→ Text excerpt:

[Numpy-discussion] Looking for people interested in helping with Python compiler to LLVM
Tue Mar 20 13:24:26 CDT 2012
On Mar 20, 2012, at 12:49 PM, mark florisson wrote:
>> Cython and Numba certainly overlap. However, Cython requires:
>> 1) learning another language
>> 2) creating an extension module --- loading bit-code files and dynamically executing (even on a different machine from the one that initially created them) can be a powerful alternative for run-time compilation and distribution of code.
>> These aren't show-stoppers obviously. But, I think some users would prefer an even simpler approach to getting fast-code than Cython (which currently doesn't do enought type-inference and requires building a dlopen extension module).
> Dag and I have been discussing this at PyCon, and here is my take on
> it (at this moment :).
> Definitely, if you can avoid Cython then that is easier and more
> desirable in many ways. So perhaps we can create a third project
> called X (I'm not very creative, maybe ArrayExprOpt), that takes an
> abstract syntax tree in a rather simple form, performs code
> optimizations such as rewriting loops with array accesses to vector
> expressions, fusing vector expressions and loops, etc, and spits out a
> transformed AST containing these optimizations. If runtime information
> is given such as actual shape and stride information the
> transformations could figure out there and then whether to do things
> like collapsing, axes swapping, blocking (as in, introducing more axes
> or loops to retain discontiguous blocks in the cache), blocked memory
> copies to contiguous chunks, etc. The AST could then also say whether
> the final expressions are vectorizable. Part of this functionality is
> already in numpy's nditer, except that this would be implicit and do
> more (and hopefully with minimal overhead).

→ Supplied data:
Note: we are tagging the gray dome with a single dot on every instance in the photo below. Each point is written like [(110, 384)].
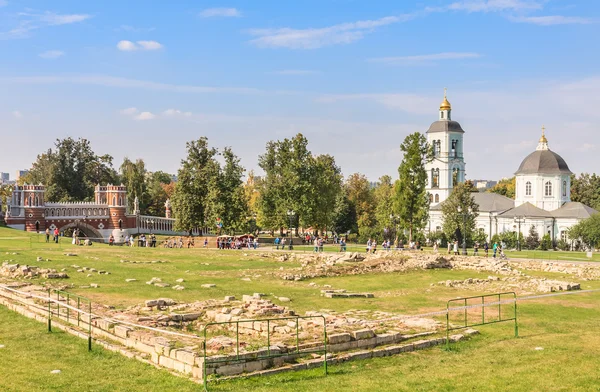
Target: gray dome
[(543, 162), (445, 126)]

→ Parts of the exercise:
a: In the Cython and Numba discussion, what tentative name is suggested for the proposed third project?
b: According to the Cython and Numba discussion, why might some users prefer an even simpler way than Cython to get fast code?
c: Translate this sentence from the Cython and Numba discussion into Spanish: "The AST could then also say whether the final expressions are vectorizable."
The material above is not needed here.

→ Answer list:
a: ArrayExprOpt.

b: Cython currently doesn't do enough type inference. It also requires building a dlopen extension module.

c: El AST también podría entonces indicar si las expresiones finales son vectorizables.